OBJECTIF DE L'EXERCICE:
Pouvez-vous poursuivre la critique ci-dessous consacrée à La vie volatile de Jacques Demarcq, en enchaînant directement après sa dernière phrase ?

EXTRAIT DU DOCUMENT:
──────────────────────────────

Un drôle de zozio

« J’ai toujours eu la conviction que la poésie, entendue au sens de recherche, d’expérimentation de la langue, de la pensée, est au cœur de la littérature. Je n’établis pas là une hiérarchie mais simplement une topographie. »


Jacques Demarcq, La vie volatile. Nous, 400 p., 30 €


Ces propos, prononcés par Paul Otchakovsky-Laurens au cours d’un entretien avec Olivier Le Naire, figurent dans Profession éditeur, édité par l’IMEC. Je les fais miens pour deux raisons. Tout d’abord, ils sont, me semble-t-il, en partie applicables à la démarche de Jacques Demarcq. Nous y reviendrons. Ensuite parce qu’ils fournissent davantage qu’une définition de la poésie : un outil de réflexion nécessaire quand l’habitude se répand, du chanteur de rap à l’éminent chercheur, d’évoquer la poésie en des termes si vagues qu’on ne sait plus alors quelle relation elle entretient avec la langue et la littérature, et, corollaire, qu’on évacue ses artisans, ceux qu’on nomme les poètes, femmes et hommes. On peut pourtant leur faire confiance. Il leur arrive non seulement d’écrire ce qu’il est convenu d’appeler des poèmes, mais aussi de penser leur processus de création.

Jacques Demarcq, La vie volatile

« Tourterelle maillée » © Jacques Demarcq

Après des calligrammes d’oiseaux du Sénégal qu’il a imaginés à la manière d’Apollinaire, Jacques Demarcq théorise « aux portes du désert ». Vue perçante et humour garanti : « Le calligramme est moins le mariage de l’écriture et du dessin que leur affrontement. Les ratages, maladresses, bricolages sont inévitables et parfois fructueux. L’imperfection rapproche du vivant : du rossignol enroué, du flamant pas tout rose. »

Demarcq est en Afrique, venu pour les oiseaux. « Allons, zoo ! comme disait Belmondo. » J’avais déjà écrit sur cette virée dans la réserve du Djoudj (situé au nord-est de Saint-Louis), parue dans Po&sieun numéro sur les oiseaux, dont le patron, Michel Deguy, m’avait rendue curieuse. Je le retrouve ici avec jubilation tant il est emporté par le sens du récit, irrigué de détails réalistes, de considérations foutraques cependant avérées, et d’envolées savantes sur le vol des oiseaux, leur langage, leurs usages…

C’est brillant, stimulant et jamais ennuyeux ; cela contente l’esprit et l’œil car c’est suivi de dessins ou plutôt de poèmes visuels avec oiseaux volant sur des portées de mots. Les oiseaux, c’est son job, « une chance à saisir », un objet de désir qui ne déçoit jamais même si les lieux où ils prospèrent sont tout sauf ragoûtants : « À 100 mètres, petit bras du fleuve gorgé d’immondices, où piochent des aigrettes noires dites des récifs, le long d’un quai où vomissent des poubelles débordées » ; un prétexte pour partir, franchir les océans et parcourir les continents, mais attention ! Les observer, écrire sur eux veut dire, comme eux, rester léger, « faire prendre l’air à sa conscience », une tâche compliquée qui nécessite de « se risquer à toutes sortes d’inconnus dans des langues […] non apprises ».

──────────────────────────────

DONNÉES EXTRAITES:
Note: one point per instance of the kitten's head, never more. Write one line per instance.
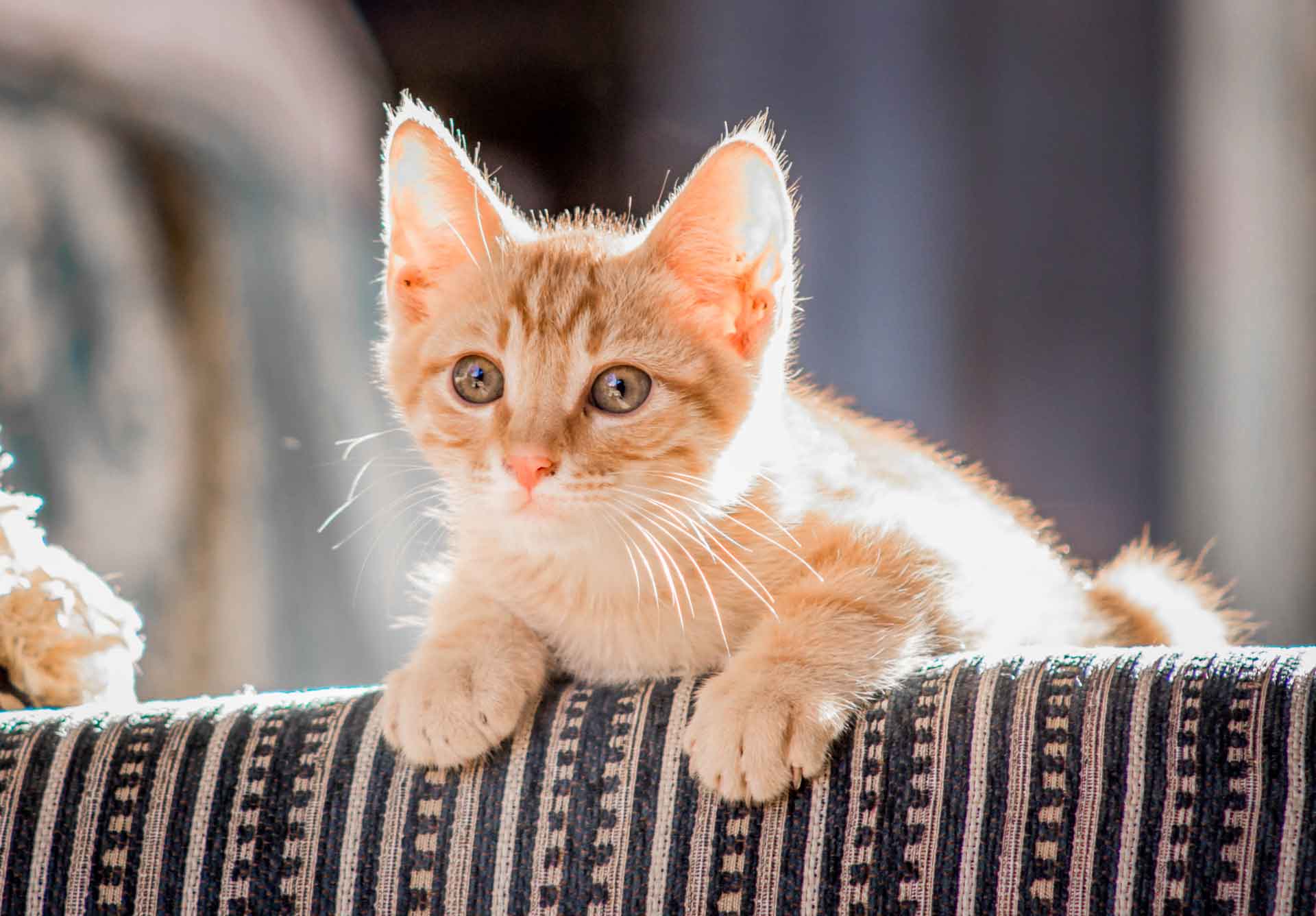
(561, 373)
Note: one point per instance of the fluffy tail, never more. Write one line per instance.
(1154, 596)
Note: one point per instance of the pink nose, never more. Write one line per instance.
(528, 468)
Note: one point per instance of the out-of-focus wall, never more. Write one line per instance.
(187, 262)
(1243, 328)
(1068, 240)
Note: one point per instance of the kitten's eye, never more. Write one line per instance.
(477, 379)
(620, 390)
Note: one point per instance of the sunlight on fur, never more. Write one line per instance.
(635, 486)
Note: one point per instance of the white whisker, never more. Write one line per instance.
(479, 223)
(467, 248)
(353, 442)
(412, 492)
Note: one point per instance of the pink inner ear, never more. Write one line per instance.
(733, 200)
(443, 223)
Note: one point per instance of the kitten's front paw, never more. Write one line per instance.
(444, 710)
(752, 737)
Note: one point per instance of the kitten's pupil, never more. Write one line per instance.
(478, 379)
(616, 387)
(620, 390)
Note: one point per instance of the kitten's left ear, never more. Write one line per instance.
(443, 220)
(728, 234)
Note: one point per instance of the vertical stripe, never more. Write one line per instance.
(728, 874)
(699, 865)
(45, 834)
(19, 753)
(1023, 723)
(88, 817)
(927, 819)
(1135, 777)
(234, 724)
(866, 777)
(550, 843)
(1247, 820)
(426, 825)
(357, 801)
(1048, 836)
(1274, 785)
(770, 856)
(393, 834)
(668, 782)
(512, 790)
(158, 812)
(612, 874)
(1181, 778)
(252, 787)
(1295, 803)
(1115, 758)
(1090, 794)
(975, 807)
(313, 778)
(814, 844)
(117, 863)
(42, 747)
(462, 843)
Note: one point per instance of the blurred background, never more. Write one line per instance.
(1070, 240)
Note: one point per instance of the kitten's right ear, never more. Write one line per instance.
(443, 221)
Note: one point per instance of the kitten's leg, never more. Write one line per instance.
(465, 687)
(791, 690)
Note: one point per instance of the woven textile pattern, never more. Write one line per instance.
(1118, 781)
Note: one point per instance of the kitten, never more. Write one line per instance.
(639, 489)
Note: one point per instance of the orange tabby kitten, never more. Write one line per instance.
(639, 489)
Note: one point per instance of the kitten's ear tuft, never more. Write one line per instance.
(443, 220)
(728, 234)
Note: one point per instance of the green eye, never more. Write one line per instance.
(620, 390)
(477, 379)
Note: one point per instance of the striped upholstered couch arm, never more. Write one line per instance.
(1136, 782)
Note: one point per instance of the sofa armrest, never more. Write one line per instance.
(1110, 781)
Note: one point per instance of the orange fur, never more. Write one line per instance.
(736, 523)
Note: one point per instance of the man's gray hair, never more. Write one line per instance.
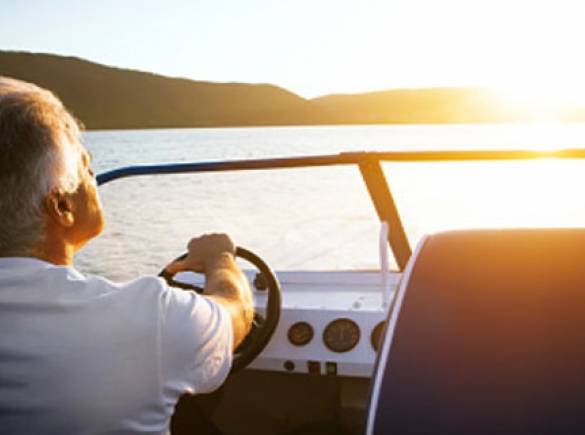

──────────────────────────────

RÉPONSE RÉDIGÉE:
Jacques Demarcq, La vie volatile

« La niki de saint-phalle » © Jacques Demarcq

L’auteur, qui avait déjà publié en 2008 Les zozios, n’en est pas aux premières découvertes. La gent ailée l’attire, le tire vers les hauteurs depuis déjà longtemps. Leurs variétés, leurs modes de vie et leurs déplacements l’incitent à méditer jusqu’à l’extravagance, jusqu’à vouloir comprendre et traduire leur langage. Tout cela dans des pages où les images abondent : photographies prises par l’auteur d’œuvres admirées dans les musées, d’oiseaux vivants dans la nature ; dessins-poèmes ; compositions mêlant image et texte, les accouplant, les chahutant en un dialogue inusité et chavirant.

L’invention est constante et l’audace, réjouissante, paraît ne craindre rien, pas même l’humour macabre : « Quant à vous, pihis longs, bradez vos pantalons jean de Chine / une seule jambe suffira aux rescapés des champ de mine. » On se souvient peut-être que, par le mot « pihis », Guillaume Apollinaire désigne des oiseaux inventés et chinois, dotés d’une unique aile et contraints de ce fait à voyager par couple.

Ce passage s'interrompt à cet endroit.